◆ **Requirement**
Output every line of the items below as a Markdown table with two columns, Row and Item line, numbering the rows in order and skipping any blank lines. Leave out the pictures.

◆ **Supplied material**
• • •

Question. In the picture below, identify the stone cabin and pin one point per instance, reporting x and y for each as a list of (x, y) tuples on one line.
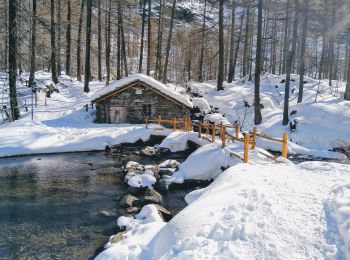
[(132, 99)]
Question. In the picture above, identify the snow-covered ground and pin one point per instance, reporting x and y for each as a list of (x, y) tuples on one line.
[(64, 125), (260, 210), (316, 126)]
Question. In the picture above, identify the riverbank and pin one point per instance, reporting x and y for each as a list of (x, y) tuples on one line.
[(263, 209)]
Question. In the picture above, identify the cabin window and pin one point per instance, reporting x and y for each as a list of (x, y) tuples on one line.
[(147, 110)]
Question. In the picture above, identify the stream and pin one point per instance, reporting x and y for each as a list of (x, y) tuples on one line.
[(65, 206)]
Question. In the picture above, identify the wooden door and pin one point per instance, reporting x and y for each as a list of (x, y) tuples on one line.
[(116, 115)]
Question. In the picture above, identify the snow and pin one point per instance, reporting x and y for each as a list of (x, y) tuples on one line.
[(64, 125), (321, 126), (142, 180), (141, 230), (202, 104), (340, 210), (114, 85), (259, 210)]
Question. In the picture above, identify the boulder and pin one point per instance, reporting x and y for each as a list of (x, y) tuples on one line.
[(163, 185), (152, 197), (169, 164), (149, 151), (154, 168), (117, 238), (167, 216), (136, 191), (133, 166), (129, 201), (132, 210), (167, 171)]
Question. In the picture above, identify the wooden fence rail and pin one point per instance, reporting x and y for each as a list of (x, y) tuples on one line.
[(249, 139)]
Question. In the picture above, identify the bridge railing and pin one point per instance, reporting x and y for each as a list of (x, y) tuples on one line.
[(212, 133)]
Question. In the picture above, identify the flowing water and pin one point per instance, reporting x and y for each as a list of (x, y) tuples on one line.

• • •

◆ **Task response**
| Row | Item line |
|---|---|
| 1 | Question. In the picture below, identify the stone cabin and pin one point per instance, reporting x and y for each as a list of (x, y) tuples on one line. |
| 2 | [(132, 99)] |
| 3 | Question. In the picture above, identify the snow-covered ground and pin one point per instance, reporting x and y for each as a list of (x, y) tuples on one line. |
| 4 | [(64, 125), (260, 210), (316, 126)] |
| 5 | Question. In the picture above, identify the riverbank and pin one point per instance, reporting x and y for each as a list of (x, y) tuples on one line. |
| 6 | [(263, 209)] |
| 7 | Question. In the picture above, identify the cabin window and pin one point per instance, reporting x and y for each as a list of (x, y) tuples on one line. |
| 8 | [(147, 110)] |
| 9 | Question. In the picture above, identify the stream and pin one point per instance, reporting x and y for each as a list of (x, y) tuples on one line. |
| 10 | [(65, 206)] |
| 11 | Question. In the picture above, identify the wooden door and pin one point per instance, reporting x and y for each as a list of (x, y) tuples on one line. |
| 12 | [(116, 115)] |
| 13 | Question. In the picture above, identify the snow and pin one point per instance, reporting x and y for each as a list of (x, y) tuples on one line. |
| 14 | [(64, 125), (321, 126), (142, 180), (141, 230), (202, 104), (340, 210), (114, 85), (259, 210)] |
| 15 | Question. In the picture above, identify the boulder and pin one point per instance, reporting x and y for each as a list of (x, y) tuples on one line. |
| 16 | [(163, 185), (152, 197), (169, 164), (149, 151), (154, 168), (117, 238), (167, 216), (136, 191), (133, 166), (129, 201), (132, 210), (167, 171)] |
| 17 | Question. In the picture above, identify the wooden fence rail and pin one point per instance, reporting x and y for each as a list of (x, y) tuples on one line. |
| 18 | [(249, 139)] |
| 19 | Question. In the picture above, identify the bridge railing and pin one point per instance, reporting x and y for each as a list of (x, y) tuples on one line. |
| 20 | [(212, 133)] |
| 21 | Question. In the picture above, identify the flowing water and pin one point per instance, reporting x and y for each as a list of (x, y) tuples on one line. |